───── Task material ─────

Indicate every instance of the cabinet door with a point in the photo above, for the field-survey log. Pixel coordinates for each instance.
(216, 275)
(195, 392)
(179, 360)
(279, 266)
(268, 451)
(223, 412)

─────

Write out the entire listing above verbatim, line for line.

Indicate every instance of the cabinet door with a point in the photo above, for the field-survey log. Pixel coordinates for each instance.
(216, 275)
(195, 392)
(179, 360)
(279, 266)
(268, 451)
(223, 412)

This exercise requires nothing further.